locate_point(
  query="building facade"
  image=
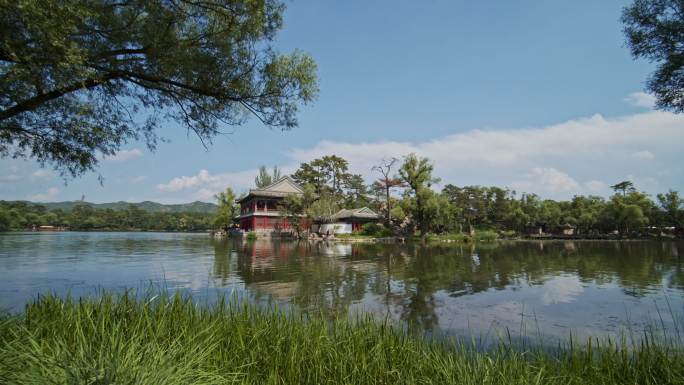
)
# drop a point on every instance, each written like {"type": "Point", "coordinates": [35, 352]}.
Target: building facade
{"type": "Point", "coordinates": [259, 209]}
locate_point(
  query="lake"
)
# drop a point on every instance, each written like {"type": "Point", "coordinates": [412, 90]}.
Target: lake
{"type": "Point", "coordinates": [550, 288]}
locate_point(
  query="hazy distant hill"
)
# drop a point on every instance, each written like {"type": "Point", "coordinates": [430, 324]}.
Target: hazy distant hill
{"type": "Point", "coordinates": [194, 207]}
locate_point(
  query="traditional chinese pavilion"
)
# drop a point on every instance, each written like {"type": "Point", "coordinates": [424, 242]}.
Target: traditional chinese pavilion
{"type": "Point", "coordinates": [259, 208]}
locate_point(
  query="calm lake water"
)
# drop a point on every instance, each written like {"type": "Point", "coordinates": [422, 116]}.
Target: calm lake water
{"type": "Point", "coordinates": [533, 288]}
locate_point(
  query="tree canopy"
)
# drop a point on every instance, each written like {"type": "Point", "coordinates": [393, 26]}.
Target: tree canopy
{"type": "Point", "coordinates": [78, 79]}
{"type": "Point", "coordinates": [264, 179]}
{"type": "Point", "coordinates": [655, 31]}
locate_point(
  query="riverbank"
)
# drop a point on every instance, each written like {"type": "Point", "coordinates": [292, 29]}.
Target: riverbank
{"type": "Point", "coordinates": [163, 340]}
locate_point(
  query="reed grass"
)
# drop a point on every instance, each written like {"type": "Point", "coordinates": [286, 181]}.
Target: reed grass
{"type": "Point", "coordinates": [169, 339]}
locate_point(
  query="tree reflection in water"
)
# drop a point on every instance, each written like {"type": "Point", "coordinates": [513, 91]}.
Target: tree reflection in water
{"type": "Point", "coordinates": [581, 286]}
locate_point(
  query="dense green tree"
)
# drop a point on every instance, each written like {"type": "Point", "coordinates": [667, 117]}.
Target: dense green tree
{"type": "Point", "coordinates": [76, 76]}
{"type": "Point", "coordinates": [624, 187]}
{"type": "Point", "coordinates": [227, 209]}
{"type": "Point", "coordinates": [387, 181]}
{"type": "Point", "coordinates": [655, 31]}
{"type": "Point", "coordinates": [416, 172]}
{"type": "Point", "coordinates": [5, 222]}
{"type": "Point", "coordinates": [296, 207]}
{"type": "Point", "coordinates": [264, 178]}
{"type": "Point", "coordinates": [673, 208]}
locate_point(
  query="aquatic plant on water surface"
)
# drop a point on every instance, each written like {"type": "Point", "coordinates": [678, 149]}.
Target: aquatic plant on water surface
{"type": "Point", "coordinates": [169, 339]}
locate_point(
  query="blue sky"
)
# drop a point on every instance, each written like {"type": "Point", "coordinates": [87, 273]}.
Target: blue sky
{"type": "Point", "coordinates": [537, 96]}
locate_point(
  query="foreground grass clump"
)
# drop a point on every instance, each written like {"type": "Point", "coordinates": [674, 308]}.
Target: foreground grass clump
{"type": "Point", "coordinates": [170, 340]}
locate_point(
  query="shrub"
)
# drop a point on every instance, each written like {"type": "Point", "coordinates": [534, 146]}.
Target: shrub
{"type": "Point", "coordinates": [486, 236]}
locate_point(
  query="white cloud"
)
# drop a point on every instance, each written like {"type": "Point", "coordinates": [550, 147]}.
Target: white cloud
{"type": "Point", "coordinates": [641, 99]}
{"type": "Point", "coordinates": [596, 187]}
{"type": "Point", "coordinates": [205, 184]}
{"type": "Point", "coordinates": [555, 161]}
{"type": "Point", "coordinates": [643, 155]}
{"type": "Point", "coordinates": [42, 174]}
{"type": "Point", "coordinates": [548, 181]}
{"type": "Point", "coordinates": [124, 155]}
{"type": "Point", "coordinates": [10, 178]}
{"type": "Point", "coordinates": [51, 194]}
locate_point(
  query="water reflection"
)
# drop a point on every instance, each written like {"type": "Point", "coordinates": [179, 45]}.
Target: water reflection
{"type": "Point", "coordinates": [553, 287]}
{"type": "Point", "coordinates": [591, 288]}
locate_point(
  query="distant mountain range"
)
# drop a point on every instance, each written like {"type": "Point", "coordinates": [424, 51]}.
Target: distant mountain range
{"type": "Point", "coordinates": [194, 207]}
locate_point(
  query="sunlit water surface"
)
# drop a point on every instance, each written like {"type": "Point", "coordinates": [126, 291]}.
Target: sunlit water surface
{"type": "Point", "coordinates": [523, 288]}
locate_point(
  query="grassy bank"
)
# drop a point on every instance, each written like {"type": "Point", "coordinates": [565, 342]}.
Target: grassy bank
{"type": "Point", "coordinates": [120, 340]}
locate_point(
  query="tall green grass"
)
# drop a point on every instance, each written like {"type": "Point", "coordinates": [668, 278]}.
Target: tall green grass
{"type": "Point", "coordinates": [171, 340]}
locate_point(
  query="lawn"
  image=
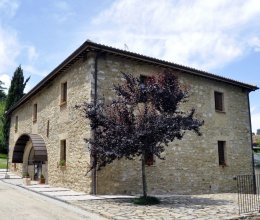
________
> Zu erledigende Aufgabe:
In wie vielen Zeilen der obigen Datenzeilen steht die Zeichenfolge „lake“? Gib nur die Anzahl an.

> Vollständige Antwort:
4